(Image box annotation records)
* START *
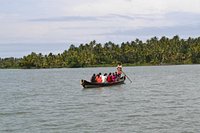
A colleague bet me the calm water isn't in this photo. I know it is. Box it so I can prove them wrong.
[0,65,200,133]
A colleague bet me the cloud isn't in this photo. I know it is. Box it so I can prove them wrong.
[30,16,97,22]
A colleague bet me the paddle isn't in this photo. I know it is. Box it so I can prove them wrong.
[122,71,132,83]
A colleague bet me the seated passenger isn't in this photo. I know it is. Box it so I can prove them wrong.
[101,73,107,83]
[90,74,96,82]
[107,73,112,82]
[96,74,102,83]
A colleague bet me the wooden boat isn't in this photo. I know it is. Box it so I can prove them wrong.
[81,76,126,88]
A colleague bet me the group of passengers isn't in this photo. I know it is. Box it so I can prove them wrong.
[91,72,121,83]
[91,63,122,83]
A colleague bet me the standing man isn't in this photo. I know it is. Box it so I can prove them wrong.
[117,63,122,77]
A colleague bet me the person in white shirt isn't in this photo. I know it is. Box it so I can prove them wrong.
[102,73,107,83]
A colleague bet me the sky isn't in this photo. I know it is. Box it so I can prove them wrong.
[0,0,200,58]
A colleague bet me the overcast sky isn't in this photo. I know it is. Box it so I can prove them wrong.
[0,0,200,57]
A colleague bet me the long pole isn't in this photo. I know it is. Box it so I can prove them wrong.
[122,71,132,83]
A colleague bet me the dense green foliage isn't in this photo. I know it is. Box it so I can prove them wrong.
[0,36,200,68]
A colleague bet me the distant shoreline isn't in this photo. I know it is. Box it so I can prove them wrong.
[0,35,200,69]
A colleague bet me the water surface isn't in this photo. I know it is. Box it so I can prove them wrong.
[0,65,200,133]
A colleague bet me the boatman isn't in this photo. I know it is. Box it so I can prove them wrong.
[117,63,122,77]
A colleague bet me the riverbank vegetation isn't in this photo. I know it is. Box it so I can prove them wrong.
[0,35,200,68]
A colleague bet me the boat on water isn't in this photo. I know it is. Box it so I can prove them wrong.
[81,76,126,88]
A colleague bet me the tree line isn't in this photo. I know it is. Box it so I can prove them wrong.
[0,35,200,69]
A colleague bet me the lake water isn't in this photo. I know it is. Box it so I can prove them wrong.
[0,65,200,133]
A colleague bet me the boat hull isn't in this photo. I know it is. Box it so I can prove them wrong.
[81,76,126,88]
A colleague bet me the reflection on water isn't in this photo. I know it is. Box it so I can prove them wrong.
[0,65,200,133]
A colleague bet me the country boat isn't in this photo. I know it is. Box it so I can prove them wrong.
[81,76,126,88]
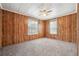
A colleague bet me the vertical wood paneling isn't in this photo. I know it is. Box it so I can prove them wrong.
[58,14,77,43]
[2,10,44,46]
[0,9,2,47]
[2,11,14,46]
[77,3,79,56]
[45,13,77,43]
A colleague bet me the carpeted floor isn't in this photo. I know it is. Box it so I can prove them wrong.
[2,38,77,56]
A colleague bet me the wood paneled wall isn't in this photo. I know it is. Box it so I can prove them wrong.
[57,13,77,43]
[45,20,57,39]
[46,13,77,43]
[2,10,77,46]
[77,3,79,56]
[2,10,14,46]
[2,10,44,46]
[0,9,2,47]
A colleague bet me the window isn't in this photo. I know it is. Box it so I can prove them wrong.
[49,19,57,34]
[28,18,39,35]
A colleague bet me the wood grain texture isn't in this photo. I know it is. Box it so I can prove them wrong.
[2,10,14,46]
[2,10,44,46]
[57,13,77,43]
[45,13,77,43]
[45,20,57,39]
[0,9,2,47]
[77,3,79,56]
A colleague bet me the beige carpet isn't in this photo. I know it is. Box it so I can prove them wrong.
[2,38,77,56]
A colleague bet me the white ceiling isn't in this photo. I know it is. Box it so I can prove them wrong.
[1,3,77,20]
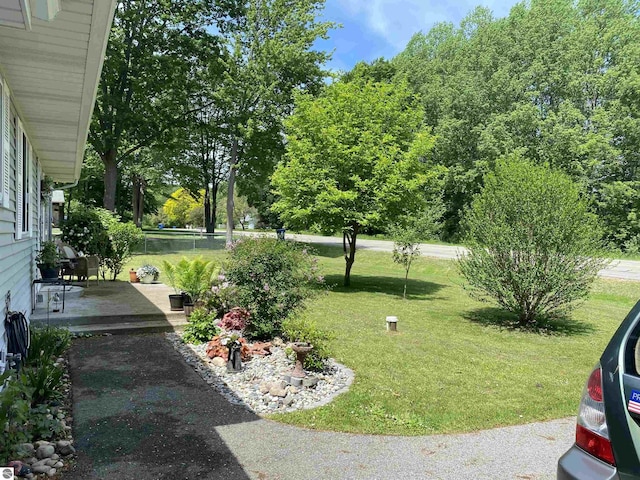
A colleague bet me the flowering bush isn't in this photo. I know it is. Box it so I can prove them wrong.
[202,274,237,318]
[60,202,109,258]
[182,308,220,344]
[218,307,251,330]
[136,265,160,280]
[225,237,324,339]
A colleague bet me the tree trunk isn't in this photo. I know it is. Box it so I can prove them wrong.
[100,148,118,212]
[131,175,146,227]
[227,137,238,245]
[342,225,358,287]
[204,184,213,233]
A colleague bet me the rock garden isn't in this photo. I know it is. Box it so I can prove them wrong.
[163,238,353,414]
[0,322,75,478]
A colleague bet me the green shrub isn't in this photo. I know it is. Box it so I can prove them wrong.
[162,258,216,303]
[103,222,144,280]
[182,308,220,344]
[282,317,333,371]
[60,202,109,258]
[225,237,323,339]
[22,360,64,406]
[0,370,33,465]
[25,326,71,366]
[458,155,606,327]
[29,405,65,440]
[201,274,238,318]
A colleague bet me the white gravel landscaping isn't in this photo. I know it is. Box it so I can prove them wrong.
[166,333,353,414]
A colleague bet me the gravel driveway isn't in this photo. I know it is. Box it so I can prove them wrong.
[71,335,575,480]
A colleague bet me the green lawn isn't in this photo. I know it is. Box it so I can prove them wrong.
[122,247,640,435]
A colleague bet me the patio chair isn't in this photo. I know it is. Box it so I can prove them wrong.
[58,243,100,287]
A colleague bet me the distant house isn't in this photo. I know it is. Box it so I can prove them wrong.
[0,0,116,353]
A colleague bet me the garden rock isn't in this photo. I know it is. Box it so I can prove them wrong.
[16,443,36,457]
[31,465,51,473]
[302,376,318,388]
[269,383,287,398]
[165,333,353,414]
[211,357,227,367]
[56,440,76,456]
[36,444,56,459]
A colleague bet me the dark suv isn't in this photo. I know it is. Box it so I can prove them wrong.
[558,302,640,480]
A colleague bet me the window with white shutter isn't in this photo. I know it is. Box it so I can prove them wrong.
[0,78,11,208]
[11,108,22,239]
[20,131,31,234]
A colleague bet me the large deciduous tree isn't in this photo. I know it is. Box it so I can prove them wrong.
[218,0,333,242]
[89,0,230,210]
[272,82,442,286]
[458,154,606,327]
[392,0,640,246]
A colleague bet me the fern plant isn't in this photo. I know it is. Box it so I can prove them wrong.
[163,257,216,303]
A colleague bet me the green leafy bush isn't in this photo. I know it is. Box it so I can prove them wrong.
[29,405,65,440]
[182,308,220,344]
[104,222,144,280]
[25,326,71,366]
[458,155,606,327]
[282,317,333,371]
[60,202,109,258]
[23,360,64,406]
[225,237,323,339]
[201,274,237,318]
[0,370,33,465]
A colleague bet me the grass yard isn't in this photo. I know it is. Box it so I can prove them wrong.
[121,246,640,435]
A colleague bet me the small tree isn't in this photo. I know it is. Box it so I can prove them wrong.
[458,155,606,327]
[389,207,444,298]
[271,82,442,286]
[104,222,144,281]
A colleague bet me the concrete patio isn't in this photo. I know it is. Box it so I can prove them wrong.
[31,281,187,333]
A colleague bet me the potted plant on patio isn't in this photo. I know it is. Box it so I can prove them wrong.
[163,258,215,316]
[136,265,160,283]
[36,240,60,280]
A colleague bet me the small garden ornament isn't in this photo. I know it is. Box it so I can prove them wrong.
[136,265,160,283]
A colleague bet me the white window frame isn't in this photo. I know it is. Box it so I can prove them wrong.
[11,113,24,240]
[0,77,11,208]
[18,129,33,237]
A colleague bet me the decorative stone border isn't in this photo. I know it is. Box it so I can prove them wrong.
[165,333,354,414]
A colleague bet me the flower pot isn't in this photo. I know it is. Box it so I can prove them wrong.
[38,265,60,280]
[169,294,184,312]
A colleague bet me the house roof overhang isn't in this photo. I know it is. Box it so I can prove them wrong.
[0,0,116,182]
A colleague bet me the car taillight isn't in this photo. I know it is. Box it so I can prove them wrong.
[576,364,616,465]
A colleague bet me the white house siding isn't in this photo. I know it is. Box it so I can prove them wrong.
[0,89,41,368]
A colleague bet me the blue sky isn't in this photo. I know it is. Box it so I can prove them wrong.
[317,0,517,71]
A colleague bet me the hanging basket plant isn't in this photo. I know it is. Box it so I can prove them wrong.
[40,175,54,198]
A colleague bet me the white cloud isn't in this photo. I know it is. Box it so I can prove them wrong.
* END *
* START *
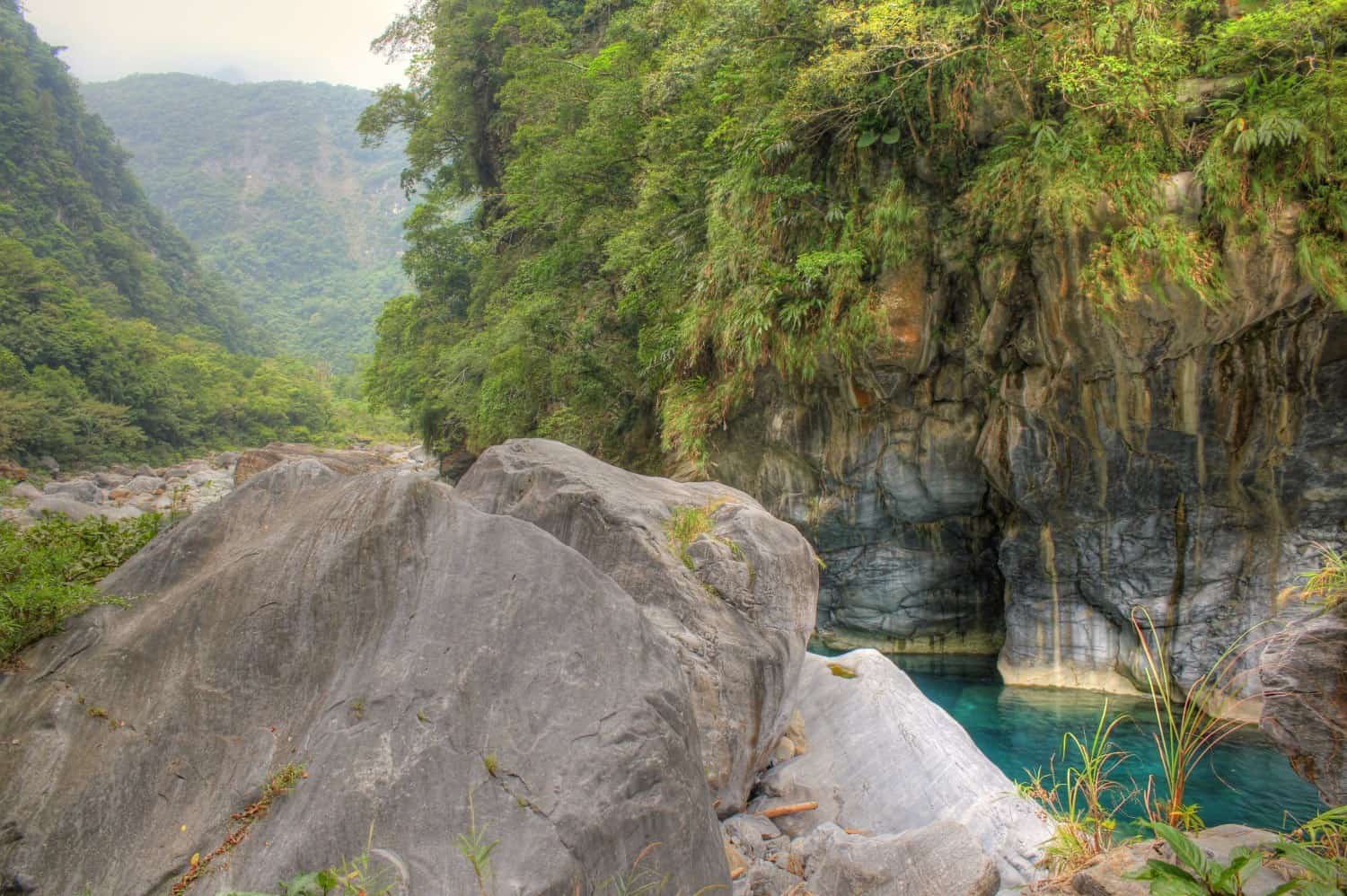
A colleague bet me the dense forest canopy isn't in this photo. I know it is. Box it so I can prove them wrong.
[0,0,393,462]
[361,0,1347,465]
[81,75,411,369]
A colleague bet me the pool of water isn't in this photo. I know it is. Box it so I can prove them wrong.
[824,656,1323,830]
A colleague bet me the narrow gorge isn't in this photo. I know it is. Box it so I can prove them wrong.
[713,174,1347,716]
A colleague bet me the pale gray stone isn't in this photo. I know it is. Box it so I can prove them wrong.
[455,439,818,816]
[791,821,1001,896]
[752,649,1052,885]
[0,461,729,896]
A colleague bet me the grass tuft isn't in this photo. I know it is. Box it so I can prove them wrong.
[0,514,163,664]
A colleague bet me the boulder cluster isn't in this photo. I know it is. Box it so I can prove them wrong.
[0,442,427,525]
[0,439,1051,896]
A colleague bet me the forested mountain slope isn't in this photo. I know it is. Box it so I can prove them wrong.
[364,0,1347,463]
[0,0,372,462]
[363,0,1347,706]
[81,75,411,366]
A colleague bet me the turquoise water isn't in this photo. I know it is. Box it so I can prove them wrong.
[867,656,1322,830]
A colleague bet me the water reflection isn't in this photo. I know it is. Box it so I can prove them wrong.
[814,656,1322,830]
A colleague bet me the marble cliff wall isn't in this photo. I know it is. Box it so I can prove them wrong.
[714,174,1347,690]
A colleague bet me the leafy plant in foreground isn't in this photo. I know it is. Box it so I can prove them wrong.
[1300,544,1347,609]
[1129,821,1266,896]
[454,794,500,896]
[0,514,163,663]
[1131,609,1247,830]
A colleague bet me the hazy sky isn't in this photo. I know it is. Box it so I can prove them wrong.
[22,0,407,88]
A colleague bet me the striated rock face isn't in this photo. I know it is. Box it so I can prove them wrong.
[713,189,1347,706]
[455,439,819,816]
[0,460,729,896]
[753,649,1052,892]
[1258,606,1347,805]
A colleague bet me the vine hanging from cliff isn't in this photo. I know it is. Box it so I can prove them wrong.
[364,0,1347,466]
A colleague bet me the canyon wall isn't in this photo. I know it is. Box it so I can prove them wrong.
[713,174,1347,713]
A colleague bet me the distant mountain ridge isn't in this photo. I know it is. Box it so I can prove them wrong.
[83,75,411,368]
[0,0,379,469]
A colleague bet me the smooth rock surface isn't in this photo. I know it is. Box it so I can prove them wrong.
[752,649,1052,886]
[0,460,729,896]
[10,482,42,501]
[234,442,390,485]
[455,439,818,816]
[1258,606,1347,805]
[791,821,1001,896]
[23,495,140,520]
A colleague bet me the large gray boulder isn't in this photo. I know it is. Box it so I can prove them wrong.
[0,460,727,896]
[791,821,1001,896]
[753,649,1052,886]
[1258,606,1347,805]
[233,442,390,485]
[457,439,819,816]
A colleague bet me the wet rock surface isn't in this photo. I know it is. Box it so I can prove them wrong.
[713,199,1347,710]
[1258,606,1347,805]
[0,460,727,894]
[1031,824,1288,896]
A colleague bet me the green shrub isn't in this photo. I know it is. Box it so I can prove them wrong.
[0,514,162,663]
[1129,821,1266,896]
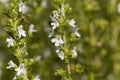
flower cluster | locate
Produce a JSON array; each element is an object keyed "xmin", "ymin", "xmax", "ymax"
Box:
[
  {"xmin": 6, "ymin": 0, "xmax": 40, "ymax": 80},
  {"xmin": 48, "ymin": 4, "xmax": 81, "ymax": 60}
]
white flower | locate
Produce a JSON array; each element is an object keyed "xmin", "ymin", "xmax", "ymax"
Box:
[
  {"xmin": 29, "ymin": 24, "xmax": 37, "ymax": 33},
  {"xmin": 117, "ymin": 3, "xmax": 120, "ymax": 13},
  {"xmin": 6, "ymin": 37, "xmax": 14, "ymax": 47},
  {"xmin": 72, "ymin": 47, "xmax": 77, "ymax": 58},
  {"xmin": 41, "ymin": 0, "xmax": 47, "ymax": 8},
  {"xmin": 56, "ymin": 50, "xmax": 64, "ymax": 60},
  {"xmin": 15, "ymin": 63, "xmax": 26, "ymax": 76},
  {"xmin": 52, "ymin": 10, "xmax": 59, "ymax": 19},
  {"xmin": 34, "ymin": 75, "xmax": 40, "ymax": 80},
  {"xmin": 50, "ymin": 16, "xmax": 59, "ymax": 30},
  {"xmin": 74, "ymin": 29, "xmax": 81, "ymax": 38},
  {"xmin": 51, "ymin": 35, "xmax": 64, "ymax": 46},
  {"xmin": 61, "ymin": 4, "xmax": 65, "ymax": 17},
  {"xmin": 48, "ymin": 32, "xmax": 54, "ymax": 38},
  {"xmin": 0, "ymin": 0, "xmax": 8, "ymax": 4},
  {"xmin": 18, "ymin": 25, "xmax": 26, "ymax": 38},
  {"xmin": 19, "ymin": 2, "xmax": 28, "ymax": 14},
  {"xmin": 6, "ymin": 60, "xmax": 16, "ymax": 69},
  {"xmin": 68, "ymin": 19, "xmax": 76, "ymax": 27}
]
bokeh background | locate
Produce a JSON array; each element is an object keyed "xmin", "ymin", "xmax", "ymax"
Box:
* END *
WRITTEN INSTRUCTION. Copy everything in the material from the line containing "A colleague bet me the leafy" down to the line containing "[713,174,1347,713]", keeping every line. Decrease each box coordinate by 7.

ANSWER FOR THE TASK.
A colleague bet me the leafy plant in foreground isn't in this photo. I know it is. Box it so I can prove them wrong.
[1293,537,1340,602]
[1122,814,1259,889]
[447,787,493,889]
[-7,507,156,656]
[1124,602,1240,823]
A colleague bet me the hazy sky isn't in this photo. I know it is. Box it so I can prove them wrong.
[15,-7,400,81]
A colleague bet me the striated rock face isn't in this photo. I know it is. Box it so I can prove them wrong.
[706,182,1340,699]
[448,432,812,809]
[-7,453,722,889]
[746,642,1045,885]
[1251,599,1340,798]
A colleague bet me the vine hanging from cliff isn't in this photo. I know it is. Box it so I can prove them wrong.
[357,-7,1340,459]
A colleague bet me the canyon wall isn't in this photo. I know it is. Box it so I can prove them wrong.
[706,167,1340,706]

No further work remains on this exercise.